* _WORK ITEM_: All of the entries below are to be retyped exactly.

(Saved data entries)
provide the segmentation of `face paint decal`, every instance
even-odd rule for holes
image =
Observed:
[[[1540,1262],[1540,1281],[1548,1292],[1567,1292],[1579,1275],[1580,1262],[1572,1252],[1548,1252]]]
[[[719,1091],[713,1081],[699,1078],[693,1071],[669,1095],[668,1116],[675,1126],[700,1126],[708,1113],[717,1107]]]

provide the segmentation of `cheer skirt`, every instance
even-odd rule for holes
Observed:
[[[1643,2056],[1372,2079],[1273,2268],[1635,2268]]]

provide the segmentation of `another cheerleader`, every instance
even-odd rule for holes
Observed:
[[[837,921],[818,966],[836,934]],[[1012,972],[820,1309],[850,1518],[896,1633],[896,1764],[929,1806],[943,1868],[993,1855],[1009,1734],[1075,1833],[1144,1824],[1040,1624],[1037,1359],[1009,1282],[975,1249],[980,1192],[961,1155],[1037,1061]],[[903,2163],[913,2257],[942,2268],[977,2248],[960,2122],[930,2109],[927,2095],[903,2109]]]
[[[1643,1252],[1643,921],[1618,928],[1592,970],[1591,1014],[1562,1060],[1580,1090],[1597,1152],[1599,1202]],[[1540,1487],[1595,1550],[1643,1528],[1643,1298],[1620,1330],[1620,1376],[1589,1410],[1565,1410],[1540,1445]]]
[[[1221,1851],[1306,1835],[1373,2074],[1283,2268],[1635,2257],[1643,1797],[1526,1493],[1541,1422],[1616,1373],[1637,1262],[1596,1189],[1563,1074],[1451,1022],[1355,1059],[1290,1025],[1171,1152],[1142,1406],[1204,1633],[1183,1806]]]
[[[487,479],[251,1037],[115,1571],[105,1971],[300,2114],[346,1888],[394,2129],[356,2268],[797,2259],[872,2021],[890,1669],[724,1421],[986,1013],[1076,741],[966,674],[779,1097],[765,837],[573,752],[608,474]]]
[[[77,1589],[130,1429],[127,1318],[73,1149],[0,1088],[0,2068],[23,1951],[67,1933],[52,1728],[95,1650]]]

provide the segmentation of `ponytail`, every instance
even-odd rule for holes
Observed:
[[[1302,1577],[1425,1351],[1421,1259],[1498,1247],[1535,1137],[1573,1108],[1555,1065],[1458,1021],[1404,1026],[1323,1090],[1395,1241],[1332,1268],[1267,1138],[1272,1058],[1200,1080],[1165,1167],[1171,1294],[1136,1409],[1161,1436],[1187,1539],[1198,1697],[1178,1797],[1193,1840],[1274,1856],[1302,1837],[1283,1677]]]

* _EXERCISE RESPONSE_:
provide the segmentation of `face paint decal`, every instance
even-odd rule for holes
image =
Observed:
[[[1540,1262],[1540,1281],[1548,1292],[1567,1292],[1579,1275],[1580,1262],[1572,1252],[1548,1252]]]
[[[719,1091],[713,1081],[699,1078],[693,1071],[669,1095],[668,1116],[675,1126],[700,1126],[708,1113],[717,1107]]]

provide the segmentation of `cheer skirt`, every instance
even-odd rule for holes
Observed:
[[[1643,2056],[1372,2079],[1273,2268],[1635,2268]]]

provide the segmentation of `another cheerleader`, every instance
even-odd rule for holes
Observed:
[[[837,921],[818,966],[836,934]],[[1012,972],[820,1309],[850,1518],[896,1633],[896,1764],[929,1806],[943,1868],[993,1855],[1009,1734],[1075,1833],[1144,1824],[1040,1624],[1037,1359],[1009,1282],[975,1249],[980,1192],[961,1155],[1037,1061]],[[903,2163],[913,2257],[942,2268],[977,2248],[960,2122],[930,2109],[927,2095],[903,2109]]]
[[[1643,1252],[1643,921],[1618,928],[1592,970],[1591,1014],[1562,1060],[1580,1090],[1597,1152],[1599,1202]],[[1540,1487],[1595,1550],[1643,1528],[1643,1298],[1620,1330],[1620,1376],[1589,1410],[1565,1410],[1540,1445]]]
[[[1221,1851],[1306,1835],[1373,2074],[1283,2268],[1635,2257],[1643,1797],[1526,1493],[1541,1422],[1616,1373],[1637,1262],[1596,1189],[1563,1074],[1451,1022],[1355,1059],[1290,1025],[1171,1152],[1142,1406],[1204,1633],[1183,1806]]]
[[[487,479],[251,1037],[115,1571],[105,1971],[300,2114],[346,1888],[394,2129],[356,2268],[797,2259],[872,2021],[890,1669],[724,1421],[986,1013],[1076,741],[966,674],[779,1097],[765,837],[573,752],[608,474]]]
[[[77,1589],[130,1429],[127,1318],[73,1149],[0,1088],[0,2068],[23,1951],[67,1933],[52,1728],[95,1650]]]

provide the segmentation of `ponytail`, every instance
even-odd rule for holes
Observed:
[[[1302,1577],[1425,1351],[1421,1259],[1498,1247],[1535,1137],[1573,1108],[1555,1065],[1458,1021],[1404,1026],[1323,1090],[1395,1241],[1332,1268],[1267,1138],[1272,1058],[1200,1080],[1165,1167],[1171,1294],[1136,1409],[1161,1436],[1187,1539],[1198,1697],[1178,1797],[1193,1840],[1274,1856],[1302,1837],[1283,1677]]]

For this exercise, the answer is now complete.